━━━ TEXT SHOWN

Respect different relationship structures

Respecting relationship structures is something that humans sometimes have trouble with – evidenced both by infidelity and by the stigmatization of non-monogamy. While most people practice monogamy (technically), some researchers believe that monogamy isn’t as hard-wired into our brains as we think. Over the past decade or so, non-monogamy has become more prevalent in our social consciousness, even if most people still consider it to be fringe. Whatever your preferred relationship structure, understanding that others exist, and that people find fulfillment in them is important. Learning about polyamory, open relationships, swinging, and other forms of non-monogamy can give you a better understanding of human sexuality as well.

 

Support medically accurate and comprehensive sex education

Sex education is so important and too many people grow up with gaps in their understanding of their bodies and the bodies of others. Even when sex education reaches beyond abstinence-only (which does not decrease teen pregnancy rates), it often leaves out LGBTQIA+ sex education and ignores the ways that someone’s culture and religious beliefs intersect with their sexuality. Your physician is a good place to start for medically accurate sex education. You can also reach out to your local Planned Parenthood or contact the Human Rights Campaign for comprehensive sex education resources in your area.

Sex education should not stop at medical accuracy. When we teach about (and learn about) sex, we should include a simple lesson: sex should be pleasurable. Learn what you like and learn to talk about what you like with your partners. Sex education at every level should include talks about pleasure.

When you talk about sex, talk about it in a way that is confident and educated. Sex positivity is about finding our own voice to talk about our bodies. While some people like pet names for their sexual parts, it is important to break ourselves from the habit of using “those words” to cover shame.

Our bodies are not something to be ashamed of.

 

Promote enthusiastic consent and communication

Another part of being sex positive is promoting the idea of informed, enthusiastic consent. While consent should be a part of every sex education program, sadly, it is often lacking. Worse, society and media still contain skewed ideas about what consent is, though this has been improving. The most important part of consent is communication. Communicate with yourself to know what you want. Communicate with your partners to express what you want and learn what they want.

 

 

End slut shaming

This has two parts. First, we have to accept within ourselves that it is okay if we want sex. It is okay if we do not. It is okay if we want sex sometimes, rarely, or all the time. It is okay if we like having lots of sex partners or only one. As people, regardless of our gender, we have to stop shaming ourselves for how, how often, and if we want sex.

The second part is that we have to stop shaming other people for their sexuality. Whether a person enjoys sex with one person or multiple people, whether they are demure about their sexuality or expressive – none of these are things to shame them over.

 

Respect sex workers

Sex work is a broad term that covers a wide variety of occupations – dancers, actors, models, escorts, full-service (engaging in sexual activity) sex workers, Dominatrices, fetishists, and more. We cannot respect human sexuality without respecting the people who decide to utilize that sexuality to make a living.

 

Sex positivity is not always an easy thing to express. Even being a sex positive person myself, I sometimes find myself giving the side-eye to something that I don’t “approve” of. What matters, though, is that I catch myself in those moments and educate myself to be better. In the end, that is really what sex positivity is – educating ourselves and those around us about healthy sexuality.

━━━━━━
━━━ DATA SECTION

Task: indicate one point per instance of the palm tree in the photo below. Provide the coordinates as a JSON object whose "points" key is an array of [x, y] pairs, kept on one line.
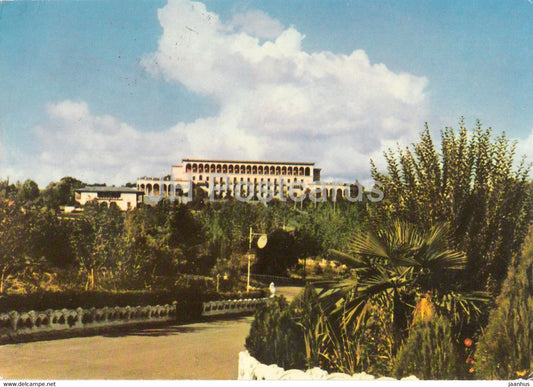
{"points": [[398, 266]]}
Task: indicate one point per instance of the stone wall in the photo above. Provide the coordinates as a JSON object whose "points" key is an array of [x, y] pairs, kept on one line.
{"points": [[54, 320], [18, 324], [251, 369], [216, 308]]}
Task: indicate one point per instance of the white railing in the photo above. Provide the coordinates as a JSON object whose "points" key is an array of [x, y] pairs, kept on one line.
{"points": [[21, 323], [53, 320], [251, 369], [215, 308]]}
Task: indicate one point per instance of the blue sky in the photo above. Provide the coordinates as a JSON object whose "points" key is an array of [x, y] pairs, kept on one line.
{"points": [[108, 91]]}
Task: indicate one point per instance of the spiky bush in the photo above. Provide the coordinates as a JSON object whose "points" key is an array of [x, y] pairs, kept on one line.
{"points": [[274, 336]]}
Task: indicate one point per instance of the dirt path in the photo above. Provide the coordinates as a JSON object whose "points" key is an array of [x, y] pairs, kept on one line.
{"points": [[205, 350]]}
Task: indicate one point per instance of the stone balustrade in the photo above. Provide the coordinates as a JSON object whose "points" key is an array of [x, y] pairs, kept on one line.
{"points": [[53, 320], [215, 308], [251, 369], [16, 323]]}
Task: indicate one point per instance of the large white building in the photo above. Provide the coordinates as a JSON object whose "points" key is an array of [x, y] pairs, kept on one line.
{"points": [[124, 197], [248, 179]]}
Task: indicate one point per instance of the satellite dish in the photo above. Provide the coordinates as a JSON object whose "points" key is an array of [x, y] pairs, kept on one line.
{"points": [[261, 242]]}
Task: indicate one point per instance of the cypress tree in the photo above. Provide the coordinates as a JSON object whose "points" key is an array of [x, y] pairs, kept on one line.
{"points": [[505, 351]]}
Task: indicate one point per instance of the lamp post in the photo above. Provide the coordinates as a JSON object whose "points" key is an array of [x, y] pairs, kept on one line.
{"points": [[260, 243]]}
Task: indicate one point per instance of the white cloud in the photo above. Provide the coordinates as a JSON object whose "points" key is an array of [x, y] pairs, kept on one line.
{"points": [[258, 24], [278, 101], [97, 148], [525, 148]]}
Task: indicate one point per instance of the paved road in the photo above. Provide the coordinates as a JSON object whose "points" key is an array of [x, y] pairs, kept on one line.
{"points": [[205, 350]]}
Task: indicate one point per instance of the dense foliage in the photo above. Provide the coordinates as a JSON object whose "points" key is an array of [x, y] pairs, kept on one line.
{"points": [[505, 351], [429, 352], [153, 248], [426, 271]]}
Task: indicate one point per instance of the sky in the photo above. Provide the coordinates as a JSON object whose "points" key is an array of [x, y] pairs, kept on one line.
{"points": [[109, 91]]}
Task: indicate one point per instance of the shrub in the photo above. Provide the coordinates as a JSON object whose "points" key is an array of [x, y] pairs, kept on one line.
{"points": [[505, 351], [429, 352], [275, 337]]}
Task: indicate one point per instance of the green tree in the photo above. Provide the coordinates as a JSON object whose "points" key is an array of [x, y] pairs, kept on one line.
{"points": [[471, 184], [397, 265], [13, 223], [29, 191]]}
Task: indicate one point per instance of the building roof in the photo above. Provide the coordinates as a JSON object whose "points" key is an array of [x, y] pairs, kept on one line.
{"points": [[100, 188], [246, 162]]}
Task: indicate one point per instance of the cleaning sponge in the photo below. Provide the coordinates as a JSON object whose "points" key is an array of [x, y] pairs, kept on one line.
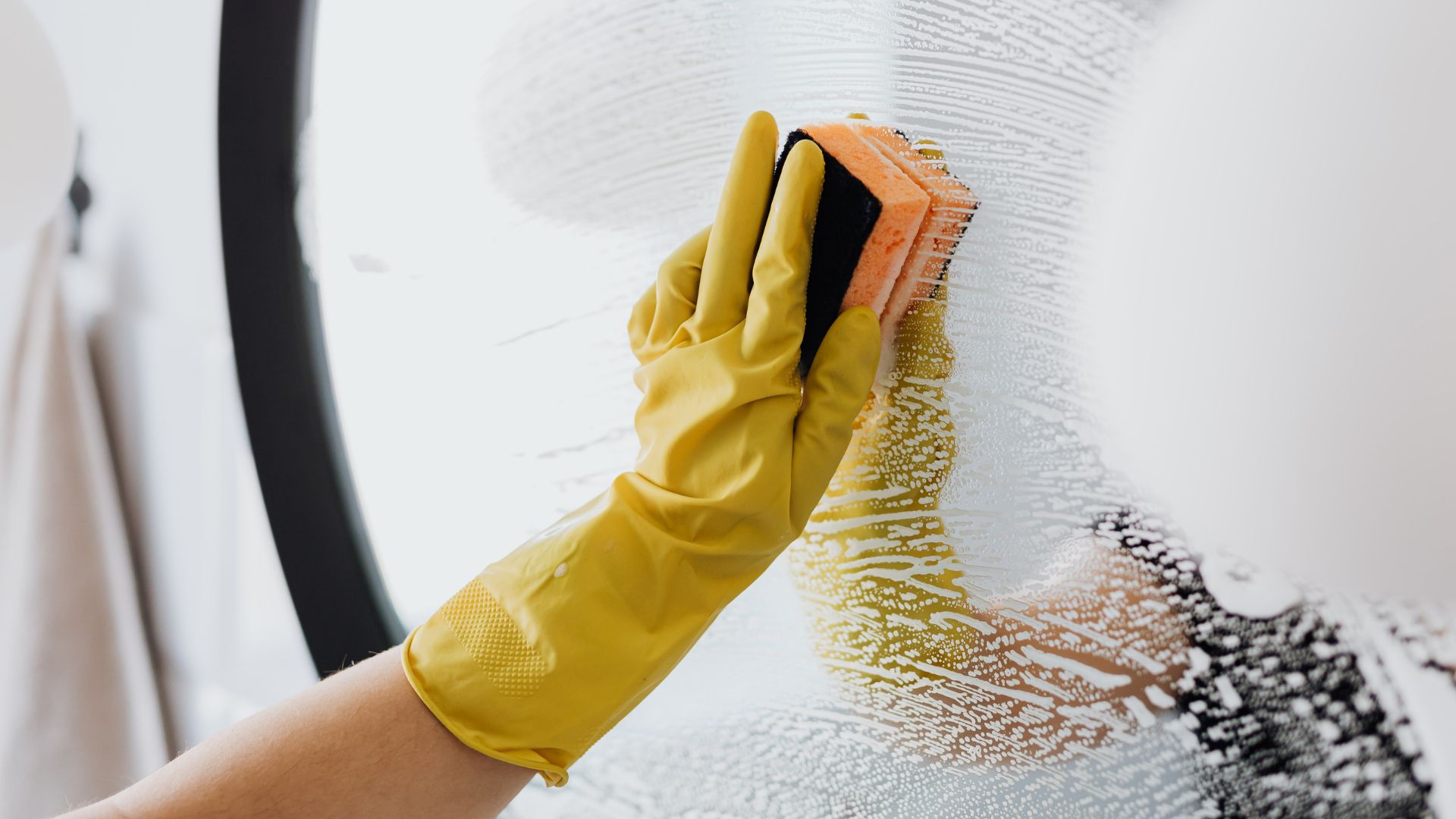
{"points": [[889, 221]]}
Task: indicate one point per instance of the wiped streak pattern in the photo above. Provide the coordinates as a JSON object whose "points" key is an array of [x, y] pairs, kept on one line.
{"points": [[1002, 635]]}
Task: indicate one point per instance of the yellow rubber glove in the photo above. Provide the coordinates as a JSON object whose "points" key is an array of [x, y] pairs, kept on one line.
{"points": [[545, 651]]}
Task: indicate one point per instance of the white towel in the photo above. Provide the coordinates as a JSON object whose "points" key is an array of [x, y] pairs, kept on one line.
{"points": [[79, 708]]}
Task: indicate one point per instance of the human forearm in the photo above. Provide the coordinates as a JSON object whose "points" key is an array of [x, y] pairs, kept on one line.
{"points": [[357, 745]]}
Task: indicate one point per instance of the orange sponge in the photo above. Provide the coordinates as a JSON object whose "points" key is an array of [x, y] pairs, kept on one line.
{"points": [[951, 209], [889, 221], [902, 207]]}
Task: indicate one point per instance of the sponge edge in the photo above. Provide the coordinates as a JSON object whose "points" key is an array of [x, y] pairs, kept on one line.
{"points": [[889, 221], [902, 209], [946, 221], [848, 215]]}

━━━━━━
━━━ DATA SECTION

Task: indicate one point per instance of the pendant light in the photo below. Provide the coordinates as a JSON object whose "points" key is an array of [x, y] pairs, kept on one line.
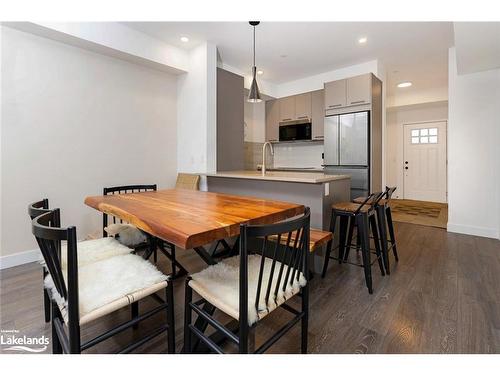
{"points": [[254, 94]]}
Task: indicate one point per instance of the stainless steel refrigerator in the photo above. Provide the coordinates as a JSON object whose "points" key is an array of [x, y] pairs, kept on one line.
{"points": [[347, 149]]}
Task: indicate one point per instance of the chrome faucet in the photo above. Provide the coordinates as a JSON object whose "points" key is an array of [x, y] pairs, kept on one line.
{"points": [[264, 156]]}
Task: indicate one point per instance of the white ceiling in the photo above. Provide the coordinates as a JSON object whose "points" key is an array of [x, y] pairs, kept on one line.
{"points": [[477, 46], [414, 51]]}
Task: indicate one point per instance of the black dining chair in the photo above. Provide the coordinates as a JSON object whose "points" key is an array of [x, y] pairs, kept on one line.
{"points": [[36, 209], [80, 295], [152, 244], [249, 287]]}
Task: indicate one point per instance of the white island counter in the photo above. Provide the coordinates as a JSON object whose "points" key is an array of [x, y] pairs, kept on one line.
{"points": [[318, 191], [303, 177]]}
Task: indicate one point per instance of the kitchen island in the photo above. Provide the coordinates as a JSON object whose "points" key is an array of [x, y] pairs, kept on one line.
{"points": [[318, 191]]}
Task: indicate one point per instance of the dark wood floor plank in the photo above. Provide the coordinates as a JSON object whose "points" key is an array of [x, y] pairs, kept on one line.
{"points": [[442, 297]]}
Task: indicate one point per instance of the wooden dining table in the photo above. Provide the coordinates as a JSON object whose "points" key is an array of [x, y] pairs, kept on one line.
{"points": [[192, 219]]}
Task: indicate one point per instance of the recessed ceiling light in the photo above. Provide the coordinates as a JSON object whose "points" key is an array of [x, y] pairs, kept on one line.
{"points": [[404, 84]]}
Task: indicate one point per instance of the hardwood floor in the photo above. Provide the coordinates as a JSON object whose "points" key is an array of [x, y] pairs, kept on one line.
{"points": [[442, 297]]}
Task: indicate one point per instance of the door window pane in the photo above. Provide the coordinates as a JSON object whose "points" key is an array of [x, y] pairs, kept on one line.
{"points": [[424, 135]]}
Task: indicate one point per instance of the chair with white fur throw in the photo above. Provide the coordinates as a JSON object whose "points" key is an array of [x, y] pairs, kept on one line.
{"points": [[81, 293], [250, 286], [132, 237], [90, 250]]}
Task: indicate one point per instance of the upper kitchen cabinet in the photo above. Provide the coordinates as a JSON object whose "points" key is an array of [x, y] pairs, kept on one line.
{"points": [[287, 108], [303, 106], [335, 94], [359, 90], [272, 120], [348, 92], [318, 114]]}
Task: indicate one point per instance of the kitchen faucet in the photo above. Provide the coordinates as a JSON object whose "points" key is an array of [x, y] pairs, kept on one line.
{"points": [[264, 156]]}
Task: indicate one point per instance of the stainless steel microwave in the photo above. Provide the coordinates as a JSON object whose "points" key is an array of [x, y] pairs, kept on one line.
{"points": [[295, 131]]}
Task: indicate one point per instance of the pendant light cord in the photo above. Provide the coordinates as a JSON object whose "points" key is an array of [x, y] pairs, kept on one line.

━━━━━━
━━━ DATA SECTION

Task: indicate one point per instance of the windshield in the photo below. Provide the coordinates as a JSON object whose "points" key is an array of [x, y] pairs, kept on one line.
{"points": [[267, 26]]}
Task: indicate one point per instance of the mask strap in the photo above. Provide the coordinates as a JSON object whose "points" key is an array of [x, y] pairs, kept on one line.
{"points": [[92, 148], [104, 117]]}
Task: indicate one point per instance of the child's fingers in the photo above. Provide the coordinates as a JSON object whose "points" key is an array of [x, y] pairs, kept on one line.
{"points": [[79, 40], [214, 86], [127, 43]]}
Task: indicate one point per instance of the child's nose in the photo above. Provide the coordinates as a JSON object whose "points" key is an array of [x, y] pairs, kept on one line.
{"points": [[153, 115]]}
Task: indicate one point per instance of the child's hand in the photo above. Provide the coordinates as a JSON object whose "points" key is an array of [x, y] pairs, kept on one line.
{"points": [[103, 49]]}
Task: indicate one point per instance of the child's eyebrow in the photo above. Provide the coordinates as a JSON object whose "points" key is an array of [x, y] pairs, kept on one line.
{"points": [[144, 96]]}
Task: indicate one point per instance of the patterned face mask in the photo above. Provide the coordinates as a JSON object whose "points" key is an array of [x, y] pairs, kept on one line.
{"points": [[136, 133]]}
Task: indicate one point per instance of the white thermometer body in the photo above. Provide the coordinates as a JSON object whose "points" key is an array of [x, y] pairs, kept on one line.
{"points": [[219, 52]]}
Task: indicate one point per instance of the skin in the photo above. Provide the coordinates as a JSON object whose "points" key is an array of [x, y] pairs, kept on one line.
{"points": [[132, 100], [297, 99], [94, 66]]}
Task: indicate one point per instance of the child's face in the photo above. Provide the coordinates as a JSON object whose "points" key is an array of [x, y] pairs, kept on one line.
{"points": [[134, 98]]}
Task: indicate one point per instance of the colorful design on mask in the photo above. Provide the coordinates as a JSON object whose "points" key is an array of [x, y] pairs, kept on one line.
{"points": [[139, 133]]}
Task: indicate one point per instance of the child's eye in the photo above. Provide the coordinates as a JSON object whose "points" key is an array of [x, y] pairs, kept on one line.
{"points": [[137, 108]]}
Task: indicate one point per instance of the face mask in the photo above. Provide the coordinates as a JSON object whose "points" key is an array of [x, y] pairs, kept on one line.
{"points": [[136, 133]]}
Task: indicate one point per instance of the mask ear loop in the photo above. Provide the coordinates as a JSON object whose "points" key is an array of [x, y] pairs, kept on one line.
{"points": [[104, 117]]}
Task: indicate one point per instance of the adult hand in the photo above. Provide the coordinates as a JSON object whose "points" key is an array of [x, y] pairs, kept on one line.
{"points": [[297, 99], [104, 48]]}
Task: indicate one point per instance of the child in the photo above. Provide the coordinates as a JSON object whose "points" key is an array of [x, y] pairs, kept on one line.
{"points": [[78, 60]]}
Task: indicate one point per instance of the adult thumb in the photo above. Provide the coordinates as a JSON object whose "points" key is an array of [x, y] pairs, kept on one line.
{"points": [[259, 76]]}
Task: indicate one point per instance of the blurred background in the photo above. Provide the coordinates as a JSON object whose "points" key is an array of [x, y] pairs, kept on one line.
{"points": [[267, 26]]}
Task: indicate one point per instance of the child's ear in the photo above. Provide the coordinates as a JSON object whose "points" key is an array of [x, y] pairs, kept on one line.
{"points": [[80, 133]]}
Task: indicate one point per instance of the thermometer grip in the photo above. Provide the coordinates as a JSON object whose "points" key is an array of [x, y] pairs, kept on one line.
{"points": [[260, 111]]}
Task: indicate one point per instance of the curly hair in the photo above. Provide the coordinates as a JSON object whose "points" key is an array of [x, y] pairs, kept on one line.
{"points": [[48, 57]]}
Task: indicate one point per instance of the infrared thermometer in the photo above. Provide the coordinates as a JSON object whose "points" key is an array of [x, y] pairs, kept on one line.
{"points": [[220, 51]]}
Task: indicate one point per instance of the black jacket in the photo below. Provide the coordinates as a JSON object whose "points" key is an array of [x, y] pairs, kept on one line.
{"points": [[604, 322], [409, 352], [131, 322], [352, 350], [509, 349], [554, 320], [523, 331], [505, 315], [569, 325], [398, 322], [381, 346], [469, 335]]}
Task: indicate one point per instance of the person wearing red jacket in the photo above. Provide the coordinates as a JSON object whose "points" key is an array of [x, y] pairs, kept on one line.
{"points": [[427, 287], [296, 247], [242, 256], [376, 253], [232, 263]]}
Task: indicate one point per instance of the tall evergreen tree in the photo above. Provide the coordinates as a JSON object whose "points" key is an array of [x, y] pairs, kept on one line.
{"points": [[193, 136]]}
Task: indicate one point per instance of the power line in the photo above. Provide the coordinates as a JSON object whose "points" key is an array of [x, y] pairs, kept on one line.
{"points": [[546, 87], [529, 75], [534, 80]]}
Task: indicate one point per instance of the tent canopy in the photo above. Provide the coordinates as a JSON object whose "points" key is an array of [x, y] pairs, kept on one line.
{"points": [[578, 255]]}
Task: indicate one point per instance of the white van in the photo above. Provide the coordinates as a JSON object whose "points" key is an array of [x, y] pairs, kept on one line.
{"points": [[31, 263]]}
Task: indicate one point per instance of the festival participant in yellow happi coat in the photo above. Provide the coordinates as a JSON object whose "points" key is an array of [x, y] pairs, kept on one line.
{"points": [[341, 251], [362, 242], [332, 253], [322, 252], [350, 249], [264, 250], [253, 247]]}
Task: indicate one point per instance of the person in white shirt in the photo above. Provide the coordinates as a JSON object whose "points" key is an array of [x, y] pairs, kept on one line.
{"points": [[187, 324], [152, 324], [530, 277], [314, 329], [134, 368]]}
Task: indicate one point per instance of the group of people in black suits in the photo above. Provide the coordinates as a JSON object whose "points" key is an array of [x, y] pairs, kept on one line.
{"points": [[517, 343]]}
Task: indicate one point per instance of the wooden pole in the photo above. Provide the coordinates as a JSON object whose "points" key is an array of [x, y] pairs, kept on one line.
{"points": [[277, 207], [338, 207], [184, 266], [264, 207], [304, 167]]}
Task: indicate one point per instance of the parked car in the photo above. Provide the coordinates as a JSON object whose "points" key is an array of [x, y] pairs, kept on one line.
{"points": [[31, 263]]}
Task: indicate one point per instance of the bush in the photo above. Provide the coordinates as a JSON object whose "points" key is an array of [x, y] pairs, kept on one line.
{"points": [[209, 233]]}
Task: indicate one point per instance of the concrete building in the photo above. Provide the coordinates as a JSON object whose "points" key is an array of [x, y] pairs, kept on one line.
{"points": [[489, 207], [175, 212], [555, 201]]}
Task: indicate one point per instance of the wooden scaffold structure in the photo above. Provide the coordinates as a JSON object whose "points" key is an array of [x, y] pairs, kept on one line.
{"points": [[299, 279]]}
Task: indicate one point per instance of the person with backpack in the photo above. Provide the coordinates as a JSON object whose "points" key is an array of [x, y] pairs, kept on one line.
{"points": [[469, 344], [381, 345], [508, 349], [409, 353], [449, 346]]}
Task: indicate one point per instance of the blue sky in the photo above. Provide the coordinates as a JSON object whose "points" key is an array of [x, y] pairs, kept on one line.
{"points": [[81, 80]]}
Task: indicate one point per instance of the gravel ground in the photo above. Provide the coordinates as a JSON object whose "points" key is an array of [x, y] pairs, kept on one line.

━━━━━━

--- REQUIRED TASKS ---
A) From the sex positivity text, return the passage starting with "End slut shaming" and going on through "and if we want sex.".
B) Answer these questions from the sex positivity text:
(i) What does it name as a good place to start for medically accurate sex education?
(ii) What does it call the most important part of consent?
(iii) What does "full-service" mean when describing sex workers?
Rely only on the sex positivity text for what follows.

--- WRITTEN ANSWERS ---
A)
End slut shaming

This has two parts. First, we have to accept within ourselves that it is okay if we want sex. It is okay if we do not. It is okay if we want sex sometimes, rarely, or all the time. It is okay if we like having lots of sex partners or only one. As people, regardless of our gender, we have to stop shaming ourselves for how, how often, and if we want sex.

B)
(i) Your physician.
(ii) Communication.
(iii) Engaging in sexual activity.